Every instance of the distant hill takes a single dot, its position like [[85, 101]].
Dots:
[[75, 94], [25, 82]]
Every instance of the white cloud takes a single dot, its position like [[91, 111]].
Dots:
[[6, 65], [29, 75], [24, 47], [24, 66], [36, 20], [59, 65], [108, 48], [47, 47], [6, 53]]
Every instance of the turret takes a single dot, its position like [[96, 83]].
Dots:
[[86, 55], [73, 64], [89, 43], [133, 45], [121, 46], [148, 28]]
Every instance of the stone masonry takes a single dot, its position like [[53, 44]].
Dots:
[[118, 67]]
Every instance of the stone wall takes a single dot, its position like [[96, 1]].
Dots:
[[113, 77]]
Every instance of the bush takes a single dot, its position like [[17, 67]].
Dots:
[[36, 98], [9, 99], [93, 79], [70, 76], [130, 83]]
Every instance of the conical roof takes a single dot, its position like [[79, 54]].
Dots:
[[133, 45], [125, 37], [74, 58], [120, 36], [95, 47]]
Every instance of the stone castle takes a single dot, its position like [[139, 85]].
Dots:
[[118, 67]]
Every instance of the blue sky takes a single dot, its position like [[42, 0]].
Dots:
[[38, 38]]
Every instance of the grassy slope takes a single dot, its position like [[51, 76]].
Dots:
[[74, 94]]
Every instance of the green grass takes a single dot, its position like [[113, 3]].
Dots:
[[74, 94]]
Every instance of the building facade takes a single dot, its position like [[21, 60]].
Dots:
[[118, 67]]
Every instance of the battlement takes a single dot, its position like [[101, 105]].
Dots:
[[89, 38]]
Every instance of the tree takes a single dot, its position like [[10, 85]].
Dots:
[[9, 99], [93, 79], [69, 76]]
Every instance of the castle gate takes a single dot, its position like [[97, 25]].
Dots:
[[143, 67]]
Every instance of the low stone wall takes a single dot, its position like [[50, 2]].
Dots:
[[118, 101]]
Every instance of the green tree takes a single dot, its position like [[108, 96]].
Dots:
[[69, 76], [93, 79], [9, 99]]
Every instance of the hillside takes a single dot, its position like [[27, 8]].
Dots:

________________________________________

Copy each line of the data exactly, leaving nothing out.

Every instance of the distant hill takes a single dot, its position like [[85, 101]].
Dots:
[[75, 94], [25, 82]]
Every instance of the white cloud takes a single dot, its position like [[91, 111]].
Dots:
[[6, 65], [29, 75], [24, 47], [24, 66], [36, 20], [59, 65], [108, 48], [47, 47], [6, 53]]
Every instance of the turret takes a single dot, its position like [[96, 83]].
Dots:
[[86, 55], [73, 64], [89, 43], [133, 45], [121, 46], [148, 28]]
Every instance of the stone masonry takes a single dot, its position like [[53, 44]].
Dots:
[[118, 67]]
Every instance of the stone wall takes a single dot, its position like [[96, 1]].
Dots:
[[113, 77]]
Every instance of the bush takes a single dot, its position like [[17, 67]].
Dots:
[[36, 98], [9, 99], [93, 79], [70, 76], [130, 83]]
Every instance of the conical roof takes a single dot, its position like [[79, 54]].
Dots:
[[133, 45], [125, 37], [74, 58], [120, 36], [95, 47]]
Every instance of the stone castle takes a single dot, its position like [[139, 85]].
Dots:
[[118, 67]]
Every instance of the blue sky takes a single dot, its position like [[42, 0]].
Dots:
[[38, 38]]
Every instance of the grassy slope takes a single dot, its position like [[51, 76]].
Dots:
[[74, 94]]
Every instance of the green grass takes a single dot, its position like [[113, 3]].
Dots:
[[74, 94]]
Every instance of the building facade takes a single dot, its position like [[21, 60]].
Dots:
[[118, 67]]
Every instance of the battlement takes a single dot, its position like [[101, 105]].
Dots:
[[89, 38]]
Every instance of the tree takes a single dot, its position like [[10, 85]].
Dots:
[[9, 99], [93, 79], [69, 76]]
Every instance of the castle gate takes a single dot, its position like [[97, 25]].
Dots:
[[143, 67]]
Every instance of the low stone wall takes a single dot, its position like [[50, 2]].
Dots:
[[118, 101]]
Every instance of the green tree takes a single dot, its position like [[108, 96]].
Dots:
[[69, 76], [93, 79], [9, 99]]
Every instance of the hillside takes a single dot, its position like [[27, 8]].
Dots:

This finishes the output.